Problem requirements: Quote only the span from the first line of the entries to the line containing "pixel 311 542", both ends kept. Leave every picture out.
◆ ◆ ◆ ◆ ◆
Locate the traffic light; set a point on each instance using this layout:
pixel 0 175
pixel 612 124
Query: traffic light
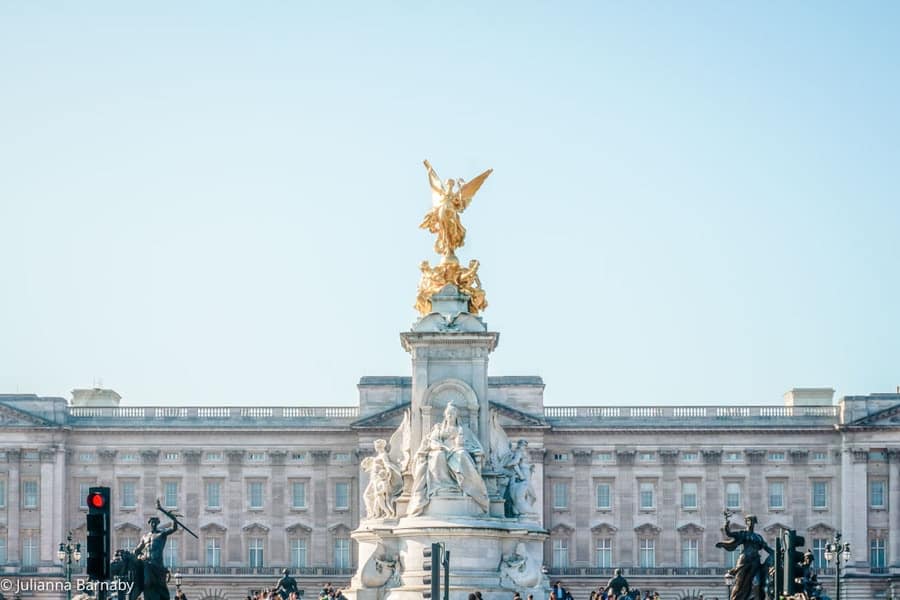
pixel 98 526
pixel 792 563
pixel 431 556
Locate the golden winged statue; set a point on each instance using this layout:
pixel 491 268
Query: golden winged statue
pixel 448 199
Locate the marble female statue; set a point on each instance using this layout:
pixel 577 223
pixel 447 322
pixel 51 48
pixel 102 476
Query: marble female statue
pixel 750 573
pixel 385 483
pixel 448 462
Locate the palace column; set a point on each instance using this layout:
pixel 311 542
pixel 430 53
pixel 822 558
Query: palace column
pixel 625 497
pixel 582 504
pixel 278 504
pixel 233 496
pixel 893 455
pixel 319 538
pixel 712 499
pixel 192 500
pixel 14 507
pixel 668 508
pixel 47 504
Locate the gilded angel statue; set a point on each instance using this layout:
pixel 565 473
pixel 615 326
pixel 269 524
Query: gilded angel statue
pixel 449 198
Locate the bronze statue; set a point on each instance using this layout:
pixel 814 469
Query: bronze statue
pixel 618 585
pixel 449 198
pixel 150 552
pixel 287 585
pixel 750 573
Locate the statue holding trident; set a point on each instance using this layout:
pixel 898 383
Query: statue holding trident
pixel 149 551
pixel 448 199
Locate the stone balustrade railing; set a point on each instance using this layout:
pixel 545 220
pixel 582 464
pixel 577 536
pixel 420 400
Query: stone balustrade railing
pixel 699 415
pixel 219 415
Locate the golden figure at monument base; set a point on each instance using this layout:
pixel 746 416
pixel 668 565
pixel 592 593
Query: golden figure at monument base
pixel 449 198
pixel 466 281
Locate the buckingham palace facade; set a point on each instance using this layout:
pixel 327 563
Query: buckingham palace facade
pixel 642 488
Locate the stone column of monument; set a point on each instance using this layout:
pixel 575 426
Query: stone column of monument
pixel 193 490
pixel 14 505
pixel 893 456
pixel 626 492
pixel 667 508
pixel 713 500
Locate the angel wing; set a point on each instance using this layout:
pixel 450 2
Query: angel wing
pixel 438 191
pixel 500 446
pixel 467 191
pixel 399 450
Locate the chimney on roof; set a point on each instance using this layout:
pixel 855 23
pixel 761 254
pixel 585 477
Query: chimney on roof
pixel 809 397
pixel 95 397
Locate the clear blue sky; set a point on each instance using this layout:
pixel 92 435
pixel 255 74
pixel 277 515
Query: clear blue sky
pixel 217 202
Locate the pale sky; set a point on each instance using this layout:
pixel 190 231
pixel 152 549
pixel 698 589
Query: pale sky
pixel 216 202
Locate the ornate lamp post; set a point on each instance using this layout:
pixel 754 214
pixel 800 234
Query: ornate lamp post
pixel 65 554
pixel 839 553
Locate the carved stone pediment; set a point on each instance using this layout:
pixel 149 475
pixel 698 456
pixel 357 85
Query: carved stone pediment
pixel 13 417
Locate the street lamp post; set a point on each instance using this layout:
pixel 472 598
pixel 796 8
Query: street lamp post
pixel 65 554
pixel 838 552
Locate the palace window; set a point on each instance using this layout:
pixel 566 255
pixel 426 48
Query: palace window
pixel 170 494
pixel 255 495
pixel 170 554
pixel 819 495
pixel 30 549
pixel 127 493
pixel 733 495
pixel 690 553
pixel 818 550
pixel 214 494
pixel 342 495
pixel 604 496
pixel 298 553
pixel 689 495
pixel 604 553
pixel 255 552
pixel 298 494
pixel 30 493
pixel 560 553
pixel 213 552
pixel 341 553
pixel 876 553
pixel 776 495
pixel 127 542
pixel 646 493
pixel 560 495
pixel 876 493
pixel 647 553
pixel 83 491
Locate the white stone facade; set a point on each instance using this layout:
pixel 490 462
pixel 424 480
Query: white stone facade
pixel 641 488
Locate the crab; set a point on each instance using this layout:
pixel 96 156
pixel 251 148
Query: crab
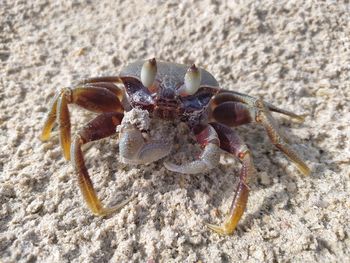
pixel 165 91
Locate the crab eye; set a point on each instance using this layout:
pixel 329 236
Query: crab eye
pixel 148 72
pixel 192 82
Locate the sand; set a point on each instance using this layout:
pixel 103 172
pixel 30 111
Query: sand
pixel 295 54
◆ ◆ ◆ ◆ ◆
Answer for the task:
Locate the traffic light; set a point on each instance using this layout:
pixel 0 175
pixel 612 124
Query: traffic light
pixel 98 526
pixel 792 563
pixel 431 556
Locate the golden winged statue; set a point on each instance using this layout:
pixel 491 268
Query: golden winged statue
pixel 448 199
Locate the marble female statue; set a point on each instance using this layout:
pixel 577 223
pixel 447 322
pixel 51 48
pixel 102 476
Query: marble female statue
pixel 750 573
pixel 385 483
pixel 448 462
Locate the palace column; set a point on each instance using this layout:
pixel 311 542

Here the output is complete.